◆ TASK OBJECTIVE ◆
Extract all of the entries and give them again, word for word.

◆ DATA PROVIDED ◆
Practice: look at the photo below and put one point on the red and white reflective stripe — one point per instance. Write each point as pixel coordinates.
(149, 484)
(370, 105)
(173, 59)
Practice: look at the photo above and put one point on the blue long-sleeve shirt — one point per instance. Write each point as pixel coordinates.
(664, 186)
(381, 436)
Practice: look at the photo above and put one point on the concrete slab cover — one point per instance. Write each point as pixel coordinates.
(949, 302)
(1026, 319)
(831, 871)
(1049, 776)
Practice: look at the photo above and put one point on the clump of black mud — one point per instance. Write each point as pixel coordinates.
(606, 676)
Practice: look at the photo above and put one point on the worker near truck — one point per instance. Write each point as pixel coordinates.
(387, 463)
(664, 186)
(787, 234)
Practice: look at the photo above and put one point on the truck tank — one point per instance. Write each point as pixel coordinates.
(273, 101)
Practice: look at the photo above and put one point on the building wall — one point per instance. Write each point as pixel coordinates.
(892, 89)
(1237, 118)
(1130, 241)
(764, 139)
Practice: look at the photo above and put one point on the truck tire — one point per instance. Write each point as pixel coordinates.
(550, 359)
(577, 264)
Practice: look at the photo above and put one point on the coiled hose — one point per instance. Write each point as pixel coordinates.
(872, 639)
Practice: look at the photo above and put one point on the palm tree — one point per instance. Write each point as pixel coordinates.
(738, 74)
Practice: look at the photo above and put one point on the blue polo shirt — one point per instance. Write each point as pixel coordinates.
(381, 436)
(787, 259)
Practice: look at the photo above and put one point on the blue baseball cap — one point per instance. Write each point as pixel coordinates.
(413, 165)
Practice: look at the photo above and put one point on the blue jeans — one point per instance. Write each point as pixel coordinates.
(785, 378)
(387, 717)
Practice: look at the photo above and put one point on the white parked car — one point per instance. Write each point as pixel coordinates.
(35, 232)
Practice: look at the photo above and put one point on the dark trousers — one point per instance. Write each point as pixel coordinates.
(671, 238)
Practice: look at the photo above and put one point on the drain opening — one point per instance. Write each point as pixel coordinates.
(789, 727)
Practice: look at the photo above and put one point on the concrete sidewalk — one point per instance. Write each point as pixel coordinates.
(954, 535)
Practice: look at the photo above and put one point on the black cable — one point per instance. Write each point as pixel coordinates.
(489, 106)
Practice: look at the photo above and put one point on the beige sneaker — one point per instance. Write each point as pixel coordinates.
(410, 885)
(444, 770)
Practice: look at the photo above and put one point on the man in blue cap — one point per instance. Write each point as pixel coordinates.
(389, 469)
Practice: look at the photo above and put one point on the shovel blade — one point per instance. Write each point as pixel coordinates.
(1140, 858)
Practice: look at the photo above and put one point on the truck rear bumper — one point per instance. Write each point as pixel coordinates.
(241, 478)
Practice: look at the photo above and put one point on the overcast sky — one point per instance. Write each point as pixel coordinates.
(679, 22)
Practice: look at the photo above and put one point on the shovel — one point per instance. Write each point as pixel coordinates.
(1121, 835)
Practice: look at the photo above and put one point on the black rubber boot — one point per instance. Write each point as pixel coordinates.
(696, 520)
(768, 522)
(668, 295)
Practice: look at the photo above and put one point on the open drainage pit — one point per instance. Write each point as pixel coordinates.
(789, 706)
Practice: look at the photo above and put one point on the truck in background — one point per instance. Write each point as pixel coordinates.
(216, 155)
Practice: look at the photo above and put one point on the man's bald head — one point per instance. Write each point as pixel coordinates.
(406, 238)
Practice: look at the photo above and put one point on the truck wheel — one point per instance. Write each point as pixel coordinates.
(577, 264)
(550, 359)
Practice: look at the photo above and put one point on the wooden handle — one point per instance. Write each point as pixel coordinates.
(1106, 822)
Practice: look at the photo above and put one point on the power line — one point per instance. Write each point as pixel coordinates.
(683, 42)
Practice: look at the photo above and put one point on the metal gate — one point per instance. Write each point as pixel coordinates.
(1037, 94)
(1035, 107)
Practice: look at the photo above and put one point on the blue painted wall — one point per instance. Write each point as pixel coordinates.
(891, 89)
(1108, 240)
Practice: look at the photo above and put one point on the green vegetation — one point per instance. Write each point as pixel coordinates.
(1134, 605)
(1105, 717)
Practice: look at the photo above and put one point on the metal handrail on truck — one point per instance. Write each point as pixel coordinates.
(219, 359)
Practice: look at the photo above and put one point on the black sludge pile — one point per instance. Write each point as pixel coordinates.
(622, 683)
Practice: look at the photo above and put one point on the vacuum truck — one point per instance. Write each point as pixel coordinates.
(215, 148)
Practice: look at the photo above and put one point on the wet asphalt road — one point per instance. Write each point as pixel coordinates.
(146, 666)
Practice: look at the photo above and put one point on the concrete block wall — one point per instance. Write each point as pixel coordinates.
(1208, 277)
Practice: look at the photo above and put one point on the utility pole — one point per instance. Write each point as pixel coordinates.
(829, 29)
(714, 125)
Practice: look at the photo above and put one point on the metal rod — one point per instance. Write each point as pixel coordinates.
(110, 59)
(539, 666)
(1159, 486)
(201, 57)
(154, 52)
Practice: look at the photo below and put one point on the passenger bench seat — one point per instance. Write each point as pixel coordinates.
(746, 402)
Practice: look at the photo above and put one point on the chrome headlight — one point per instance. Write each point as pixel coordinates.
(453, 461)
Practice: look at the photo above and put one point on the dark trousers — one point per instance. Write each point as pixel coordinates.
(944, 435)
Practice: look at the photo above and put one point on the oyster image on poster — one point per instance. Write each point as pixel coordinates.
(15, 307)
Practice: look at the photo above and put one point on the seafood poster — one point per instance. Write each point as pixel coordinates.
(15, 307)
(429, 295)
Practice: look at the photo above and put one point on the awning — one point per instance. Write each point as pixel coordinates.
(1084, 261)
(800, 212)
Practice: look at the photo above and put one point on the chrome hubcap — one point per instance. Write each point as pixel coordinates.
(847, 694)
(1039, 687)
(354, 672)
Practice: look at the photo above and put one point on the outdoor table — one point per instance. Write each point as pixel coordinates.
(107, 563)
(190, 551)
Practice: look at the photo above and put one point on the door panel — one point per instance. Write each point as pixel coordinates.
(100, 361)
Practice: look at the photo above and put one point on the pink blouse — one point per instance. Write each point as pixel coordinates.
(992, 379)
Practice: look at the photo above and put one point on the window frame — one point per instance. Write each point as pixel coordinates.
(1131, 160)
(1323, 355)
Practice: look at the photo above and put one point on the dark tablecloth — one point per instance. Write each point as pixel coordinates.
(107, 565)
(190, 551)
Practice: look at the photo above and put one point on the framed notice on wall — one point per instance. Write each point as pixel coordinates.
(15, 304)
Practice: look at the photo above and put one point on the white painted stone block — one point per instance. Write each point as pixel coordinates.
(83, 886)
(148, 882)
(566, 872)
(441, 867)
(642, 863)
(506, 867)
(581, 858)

◆ CORRECT RESPONSE ◆
Practice: look at the photo below and put one point on the red and white reflective stripe — one point per instance. Write each point as pixel coordinates.
(149, 484)
(370, 105)
(173, 59)
Practice: look at the photo above and put one point on the blue long-sleeve shirt — one point per instance. Write each point as pixel coordinates.
(664, 186)
(381, 436)
Practice: look at the photo above and put one point on the concrete slab cover — one point per instance. Write each point as pixel coordinates.
(949, 302)
(1026, 319)
(831, 871)
(1049, 776)
Practice: look at the photo above and put one point on the clump of black mud — one point per instance. Write each point as pixel coordinates.
(606, 676)
Practice: look at the photo above and put one point on the worker near truck — one point per instance. Write each point as pixel coordinates.
(387, 463)
(664, 186)
(787, 234)
Practice: look at the photo above and put one point on the truck tank — one point per instance. Write each point as pixel coordinates.
(273, 101)
Practice: look at the photo above and put one point on the building wall — one point per instance. Write each point as pixel coordinates.
(892, 89)
(1237, 118)
(1130, 241)
(764, 139)
Practice: look at the photo above and put one point on the truck tire — one point per instance. Write each point as pixel coordinates.
(550, 359)
(577, 264)
Practice: look at the photo above and put one point on the coiled hose — one point per instance. Write each point as pixel coordinates.
(872, 639)
Practice: look at the photo above and put one point on the palm tree — one point per instance. Write each point as pixel coordinates.
(738, 74)
Practice: look at the photo above and put one point on the blue polo shirt — one point per instance. Write each point as pixel coordinates.
(381, 436)
(787, 259)
Practice: look at the photo above and put one point on the blue baseball cap — one point per instance. Write each point as pixel coordinates.
(413, 165)
Practice: look at the photo above and put one point on the blue jeans — one point per instance. Write each point as pixel coordinates.
(785, 378)
(387, 717)
Practice: look at the photo above and put one point on the white parked car — one point per instance. Write each point as pixel coordinates.
(35, 232)
Practice: look at the photo above and put one point on the dark trousers — one point per instance. Write each point as pixel coordinates.
(671, 238)
Practice: look at the photo above and put one point on the drain opening — one point per instance. Write each point as pixel coordinates.
(789, 727)
Practice: look at the photo above and put one point on the concrete sidewalk — one point per instance. Write each point as pixel coordinates.
(954, 535)
Practice: look at the photo above and put one point on the black cable — one point per instance. Write each point as pixel coordinates.
(489, 106)
Practice: look at the photo above and put one point on the beige sneaker — one point per instance. Write each point as pixel coordinates.
(410, 885)
(444, 770)
Practice: look at the photo above and put one point on the man in blue cap — one point per instance. Write each point as pixel coordinates.
(389, 469)
Practice: look at the photo above and put one point on the shovel blade — one point per instance. Write each point as pixel coordinates.
(1140, 858)
Practice: look at the photo above and put one point on the truck rear bumper — one point per instance. Write each point as pixel coordinates.
(241, 478)
Practice: look at the photo above and put one point on the overcast sky — one point per instance. Write each point as pixel coordinates.
(679, 22)
Practice: look at the photo above and put one point on the shovel — one point per instance. Write each point as pixel coordinates.
(1121, 835)
Practice: look at the photo above and put one point on the black rubber boot — one point per instance. Write each point as pixel coordinates.
(696, 520)
(768, 522)
(668, 295)
Practice: look at the photo above and put one point on the open drainage pit — one point per instance. Write each point as pixel coordinates.
(789, 706)
Practice: look at the photo above and put one point on the truck in background — one point per instance. Write each point as pixel coordinates.
(216, 155)
Practice: look at the photo above and put one point on the man's bald head — one point per instance. Write each point as pixel coordinates.
(406, 238)
Practice: look at the photo above and put one point on the truck wheel — one point per instance. Write each point as pixel coordinates.
(577, 264)
(550, 359)
Practice: look at the photo above and put one point on the wooden handle — one point per instance. Write each point as pixel coordinates.
(1106, 822)
Practice: look at the photo above and put one point on the power line — one point per instance. Write each point as pixel coordinates.
(683, 42)
Practice: look at the photo above and put one point on the metal gate — one point per instance. Write each point as pixel coordinates.
(1037, 94)
(1035, 107)
Practice: look at the photo above and put one point on the blue painted wall — one point per instance. Write each point as pixel coordinates.
(891, 89)
(1108, 240)
Practice: look at the photo above and put one point on the green vegetation — one point per instance. Write each point as pixel coordinates.
(1134, 605)
(1105, 717)
Practice: look at the photo above and put one point on the metal handrail on truck — one point per instance. Write each point as pixel coordinates.
(219, 359)
Practice: look at the photo above and put one point on the black sludge pile — one point per instance. Write each point as pixel coordinates.
(622, 683)
Practice: look at the photo above and put one point on the vacuum truck — one point per instance. Write each point as pixel coordinates.
(215, 148)
Practice: look at the photo above and put one point on the wet asphalt road — one point per instance. Write each point as pixel coordinates.
(146, 666)
Practice: look at the photo above and put one point on the concrete block wall — one point per instance. Write each point as pixel coordinates.
(1208, 277)
Practice: look at the photo above and put one point on the utility pole — one point per instance. Write each point as pixel coordinates.
(829, 29)
(714, 125)
Practice: look at the photo above and put one point on the metal rod — one point per instance. Write each point as pixel coordinates.
(110, 59)
(539, 666)
(1159, 486)
(201, 57)
(154, 52)
Practice: look at the photo below and put one point on the passenger bench seat — one point per instance. Write each point as pixel coordinates.
(746, 402)
Practice: look at the photo above and put one point on the chrome headlight — one point per instance. Write each point as pixel coordinates.
(453, 461)
Practice: look at the photo above and put one point on the dark trousers — one point per instance. Write each point as pixel coordinates.
(944, 435)
Practice: look at the photo above and put one point on the oyster image on poster — one point per instance. Write each point as pixel coordinates.
(15, 307)
Practice: look at the photo above and put one point on the seafood poster — one point per instance. Write each point as pixel coordinates.
(15, 307)
(429, 295)
Practice: look at the photo above and put one point on the awning — one point per instance. Write each point as pixel coordinates.
(1084, 261)
(800, 212)
Practice: look at the photo above and put one point on the chrome hubcap — one point per instance. Write each point as pixel coordinates.
(847, 694)
(1039, 687)
(354, 672)
Practice: look at the photo above and put one point on the outdoor table — one point per instance. Write each point as pixel coordinates.
(107, 563)
(190, 551)
Practice: look at the photo above and put one point on the door panel — one point per instance. Write each point as pixel coordinates.
(100, 361)
Practice: look at the photo above and put one point on the pink blouse — one point per instance. Write each point as pixel coordinates.
(992, 379)
Practice: look at the photo above and put one point on the window frame — one point per instance. Write each point as pixel coordinates.
(1131, 160)
(1323, 355)
Practice: look at the photo above and put one point on the dark tablecloth — one point per instance. Write each point as pixel coordinates.
(107, 565)
(190, 551)
Practice: look at the photo above and put one point on the framed notice on wall — one point per instance. Write each point as pixel coordinates.
(15, 304)
Practice: look at the photo above and put one point on the white painted stone block — one point per instance. Write each point as pixel coordinates.
(83, 886)
(148, 882)
(566, 872)
(441, 867)
(642, 863)
(506, 867)
(581, 858)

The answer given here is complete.